[Saved entries]
◇ ◇ ◇

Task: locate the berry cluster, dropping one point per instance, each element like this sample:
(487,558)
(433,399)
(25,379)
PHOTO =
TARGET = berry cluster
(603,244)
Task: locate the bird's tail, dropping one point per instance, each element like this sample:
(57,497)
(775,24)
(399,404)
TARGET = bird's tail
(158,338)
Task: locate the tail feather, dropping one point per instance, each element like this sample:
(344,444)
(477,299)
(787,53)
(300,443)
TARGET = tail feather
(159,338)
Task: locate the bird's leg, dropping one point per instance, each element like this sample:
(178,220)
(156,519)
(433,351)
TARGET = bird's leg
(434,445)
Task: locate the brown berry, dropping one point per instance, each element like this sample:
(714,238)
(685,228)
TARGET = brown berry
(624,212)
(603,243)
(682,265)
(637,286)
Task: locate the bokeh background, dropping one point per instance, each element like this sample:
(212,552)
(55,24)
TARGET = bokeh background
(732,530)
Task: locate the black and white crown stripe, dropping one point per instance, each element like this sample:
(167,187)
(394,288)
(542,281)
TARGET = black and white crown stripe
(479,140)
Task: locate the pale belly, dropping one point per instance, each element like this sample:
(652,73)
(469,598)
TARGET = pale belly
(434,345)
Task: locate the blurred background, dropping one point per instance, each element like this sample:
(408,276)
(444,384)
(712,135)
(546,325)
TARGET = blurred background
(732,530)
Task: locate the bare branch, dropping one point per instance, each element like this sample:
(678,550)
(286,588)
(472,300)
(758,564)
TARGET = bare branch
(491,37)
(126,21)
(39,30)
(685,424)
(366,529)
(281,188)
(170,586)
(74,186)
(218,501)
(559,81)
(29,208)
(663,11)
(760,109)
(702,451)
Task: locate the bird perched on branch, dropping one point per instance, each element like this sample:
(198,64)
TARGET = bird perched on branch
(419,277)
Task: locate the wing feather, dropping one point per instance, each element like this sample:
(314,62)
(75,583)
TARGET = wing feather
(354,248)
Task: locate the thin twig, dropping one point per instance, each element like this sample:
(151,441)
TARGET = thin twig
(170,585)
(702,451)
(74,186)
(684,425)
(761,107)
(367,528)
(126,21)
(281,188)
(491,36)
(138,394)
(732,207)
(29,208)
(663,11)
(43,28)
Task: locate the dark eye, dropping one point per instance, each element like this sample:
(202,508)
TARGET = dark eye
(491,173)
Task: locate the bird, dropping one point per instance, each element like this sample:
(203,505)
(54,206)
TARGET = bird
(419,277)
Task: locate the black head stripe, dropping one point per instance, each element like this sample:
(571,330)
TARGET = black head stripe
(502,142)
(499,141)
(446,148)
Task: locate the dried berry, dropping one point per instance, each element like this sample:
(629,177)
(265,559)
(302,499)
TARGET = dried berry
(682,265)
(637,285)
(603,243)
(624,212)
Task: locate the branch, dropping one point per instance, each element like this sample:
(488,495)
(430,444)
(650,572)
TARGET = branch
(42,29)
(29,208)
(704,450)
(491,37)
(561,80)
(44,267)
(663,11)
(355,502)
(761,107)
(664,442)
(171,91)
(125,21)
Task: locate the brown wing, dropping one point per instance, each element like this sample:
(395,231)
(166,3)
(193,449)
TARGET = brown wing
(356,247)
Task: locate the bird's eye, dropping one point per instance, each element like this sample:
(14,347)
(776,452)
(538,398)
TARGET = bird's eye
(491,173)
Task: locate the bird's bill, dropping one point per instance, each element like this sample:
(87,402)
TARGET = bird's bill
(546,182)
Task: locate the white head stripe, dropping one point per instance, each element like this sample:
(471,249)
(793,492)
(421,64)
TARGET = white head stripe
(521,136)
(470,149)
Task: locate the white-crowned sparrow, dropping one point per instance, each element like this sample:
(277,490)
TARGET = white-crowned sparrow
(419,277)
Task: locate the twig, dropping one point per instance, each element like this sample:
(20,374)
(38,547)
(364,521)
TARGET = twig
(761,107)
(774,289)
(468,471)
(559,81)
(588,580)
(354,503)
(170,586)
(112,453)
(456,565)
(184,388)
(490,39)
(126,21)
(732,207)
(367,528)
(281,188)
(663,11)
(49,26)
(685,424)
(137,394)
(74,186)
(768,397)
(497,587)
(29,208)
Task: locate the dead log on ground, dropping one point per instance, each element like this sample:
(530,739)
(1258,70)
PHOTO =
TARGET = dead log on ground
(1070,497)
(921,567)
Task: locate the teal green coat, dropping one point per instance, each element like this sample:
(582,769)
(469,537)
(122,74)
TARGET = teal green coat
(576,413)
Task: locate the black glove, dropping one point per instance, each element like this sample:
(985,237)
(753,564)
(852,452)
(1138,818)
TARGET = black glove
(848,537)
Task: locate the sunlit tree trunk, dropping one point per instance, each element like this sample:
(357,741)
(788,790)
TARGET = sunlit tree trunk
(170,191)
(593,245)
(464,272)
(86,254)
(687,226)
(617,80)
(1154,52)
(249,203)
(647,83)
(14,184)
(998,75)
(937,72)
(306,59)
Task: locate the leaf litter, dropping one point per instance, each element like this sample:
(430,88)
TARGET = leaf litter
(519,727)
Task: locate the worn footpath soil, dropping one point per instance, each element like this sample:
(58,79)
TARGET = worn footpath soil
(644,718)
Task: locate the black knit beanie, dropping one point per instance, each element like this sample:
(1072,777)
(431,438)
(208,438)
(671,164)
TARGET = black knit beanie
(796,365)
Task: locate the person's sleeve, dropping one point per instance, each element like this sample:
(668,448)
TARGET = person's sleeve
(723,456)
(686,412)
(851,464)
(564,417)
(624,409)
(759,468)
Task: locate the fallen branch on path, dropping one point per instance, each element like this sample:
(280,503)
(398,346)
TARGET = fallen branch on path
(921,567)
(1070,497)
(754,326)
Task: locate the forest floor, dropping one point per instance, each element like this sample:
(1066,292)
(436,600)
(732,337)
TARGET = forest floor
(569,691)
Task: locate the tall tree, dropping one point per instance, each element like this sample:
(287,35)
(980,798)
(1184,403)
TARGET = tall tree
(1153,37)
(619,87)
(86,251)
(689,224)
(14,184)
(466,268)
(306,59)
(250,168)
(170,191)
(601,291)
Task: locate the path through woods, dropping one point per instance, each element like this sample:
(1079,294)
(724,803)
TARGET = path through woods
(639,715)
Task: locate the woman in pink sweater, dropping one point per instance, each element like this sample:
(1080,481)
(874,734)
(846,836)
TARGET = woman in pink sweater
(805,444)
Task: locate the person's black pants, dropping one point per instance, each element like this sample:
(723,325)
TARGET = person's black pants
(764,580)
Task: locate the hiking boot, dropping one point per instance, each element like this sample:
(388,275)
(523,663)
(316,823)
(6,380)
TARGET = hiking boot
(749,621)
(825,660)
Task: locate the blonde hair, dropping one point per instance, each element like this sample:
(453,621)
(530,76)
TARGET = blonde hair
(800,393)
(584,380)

◇ ◇ ◇

* [EXERCISE AIM]:
Output each of the records exactly as it stands above.

* [COMPLETED EXERCISE]:
Task: locate the berry cluster, dropping one point per instance, each element like this sample:
(487,558)
(433,399)
(25,379)
PHOTO =
TARGET = berry cluster
(603,244)
Task: locate the bird's tail, dropping one point per instance, each element like this sample:
(57,497)
(775,24)
(399,404)
TARGET = bird's tail
(158,338)
Task: locate the tail feather, dropping one point per instance, each element like this sample:
(344,444)
(477,299)
(787,53)
(300,443)
TARGET = tail feather
(159,338)
Task: locate the bird's leg, dropping one point per instance, each element like this sample:
(178,220)
(156,519)
(433,351)
TARGET = bird's leg
(434,445)
Task: locate the brown berry, dropping one point per instance, each element like this sample:
(714,238)
(685,228)
TARGET = brown berry
(624,212)
(603,243)
(682,265)
(637,286)
Task: locate the bokeh background, dropping one point per instance, each element like this sample:
(212,552)
(55,24)
TARGET = bokeh background
(732,530)
Task: locate the black and white crown stripe, dropping one point per instance, each element like this sample:
(167,187)
(394,288)
(542,281)
TARGET = black and white crown stripe
(479,140)
Task: locate the pale belly, dropping one point per instance, each element like this sample:
(652,73)
(469,598)
TARGET = pale belly
(434,345)
Task: locate the blurred background, dropping one point per instance, each element like this sample:
(408,276)
(444,384)
(712,135)
(546,325)
TARGET = blurred background
(732,530)
Task: locate the bare branch, dropping one point per instance, each element like this sample:
(678,550)
(286,588)
(472,300)
(758,564)
TARGET = bare branch
(491,37)
(126,21)
(39,30)
(685,424)
(366,529)
(281,188)
(170,586)
(74,186)
(218,501)
(559,81)
(29,208)
(663,11)
(760,109)
(702,451)
Task: locate the bird perched on branch, dropping one point per instance, each element like this sample:
(198,64)
TARGET = bird perched on branch
(419,277)
Task: locate the wing feather, dropping one point per instance, each element like this sample:
(314,62)
(75,583)
TARGET = wing feather
(354,248)
Task: locate the thin twig, dropping one point per instance, each element like this sample:
(151,441)
TARGET = thin twig
(170,585)
(702,451)
(74,186)
(684,425)
(761,107)
(367,528)
(126,21)
(281,188)
(491,36)
(138,394)
(732,207)
(29,208)
(663,11)
(43,28)
Task: locate the dark eye, dropping one point per instance, each element like this sample:
(202,508)
TARGET = dark eye
(491,173)
Task: locate the bird, dropping one point per instance, each element like this sample:
(203,505)
(54,206)
TARGET = bird
(419,277)
Task: locate the black head stripe, dropping one point per instance, each element like this sample:
(571,330)
TARGET = black head stripe
(502,142)
(499,141)
(446,148)
Task: locate the dried berry, dropping one point per instance, each element like this sample:
(629,177)
(265,559)
(302,499)
TARGET = dried berry
(682,265)
(637,285)
(603,243)
(624,212)
Task: locate the branch, dropping one point per instance, each element like this sample:
(488,495)
(430,444)
(650,572)
TARGET = branch
(42,29)
(29,208)
(704,450)
(491,37)
(561,80)
(44,267)
(663,11)
(355,502)
(761,107)
(664,442)
(171,91)
(125,21)
Task: locate the brown wing, dropping one point per instance, each element like this sample:
(395,231)
(166,3)
(193,449)
TARGET = brown wing
(356,247)
Task: locate the bird's eye, dropping one point per instance, each element like this sample:
(14,347)
(776,452)
(538,398)
TARGET = bird's eye
(491,173)
Task: locate the bird's bill, dropping one point per instance, each element like this sample:
(87,402)
TARGET = bird's bill
(546,182)
Task: locate the white head stripe, dropping one point per instance, each element like this sample:
(471,249)
(793,492)
(421,64)
TARGET = white head stripe
(521,136)
(470,149)
Task: locate the white-crowned sparrow, dropping one point per instance, each element like this sample:
(277,490)
TARGET = white-crowned sparrow
(419,277)
Task: locate the twig, dropping one point per instance, each element like this sample:
(20,374)
(38,547)
(364,521)
TARGET = twig
(761,107)
(774,289)
(468,471)
(559,81)
(588,580)
(354,503)
(170,586)
(112,453)
(456,565)
(184,388)
(490,39)
(126,21)
(732,207)
(367,528)
(281,188)
(663,11)
(49,26)
(685,424)
(137,394)
(74,186)
(768,397)
(497,587)
(29,208)
Task: locate the dead log on ground, dropping one point per instance, each element like this sample:
(530,739)
(1258,70)
PHOTO =
TARGET = dead log on ground
(1070,497)
(921,567)
Task: locate the teal green coat, dropping one point per instance, each element like this sample:
(582,769)
(469,537)
(122,74)
TARGET = teal green coat
(576,413)
Task: locate the black glove, dropping one point per instance, each element like this sample:
(985,237)
(753,564)
(852,452)
(1138,818)
TARGET = black glove
(848,537)
Task: locate the sunlit tree trunk, dropping one point per instance, each element like this sample:
(357,741)
(788,790)
TARGET = sunlit tree trunk
(170,191)
(593,245)
(464,272)
(86,254)
(687,226)
(617,80)
(1154,52)
(249,203)
(647,83)
(14,184)
(998,75)
(937,72)
(306,59)
Task: locate the leaf litter, dropping one point per instance, each element like this sample:
(430,88)
TARGET = leaf litter
(519,727)
Task: locate the worn footpath soil, dropping one point per instance, each element like this sample:
(58,79)
TARGET = worn footpath soil
(644,718)
Task: locate the black knit beanie, dropping one point per instance, each element like this sample:
(1072,777)
(431,438)
(208,438)
(671,164)
TARGET = black knit beanie
(796,365)
Task: locate the person's sleeve, dropping one point per instance, each element like this sample:
(668,448)
TARGET = person's sleeve
(723,456)
(686,412)
(851,464)
(564,417)
(624,409)
(759,468)
Task: locate the fallen branch on path, dropping one point per instance, each element like this sample:
(280,503)
(398,346)
TARGET = fallen branch on path
(921,567)
(1070,497)
(754,326)
Task: locate the forest floor, dropping one point per instance, each element like this sample:
(1066,292)
(436,600)
(732,337)
TARGET = forest floor
(569,691)
Task: locate the tall tree, dropping one point per instance, each element like this sample:
(287,35)
(980,798)
(1184,403)
TARGET = tall tree
(1153,37)
(619,87)
(86,251)
(689,224)
(14,184)
(466,268)
(306,59)
(250,168)
(170,191)
(601,291)
Task: locate the path through woods, dropping one point per instance, each element like this sample:
(1079,294)
(724,803)
TARGET = path through woods
(639,715)
Task: locate the woman in pink sweater, dropping one point per instance, each element like this sample:
(1080,481)
(874,734)
(846,836)
TARGET = woman in pink sweater
(805,444)
Task: locate the person's black pants, dropping one point per instance, each element like this sample:
(723,325)
TARGET = person's black pants
(764,580)
Task: locate the hiking boot, dropping one point per instance, each element like this sample:
(388,275)
(523,663)
(316,823)
(6,380)
TARGET = hiking boot
(749,621)
(825,660)
Task: locate the blonde hair, dropping one point per instance, each element like this sample:
(453,621)
(530,76)
TARGET = blonde hair
(800,393)
(584,380)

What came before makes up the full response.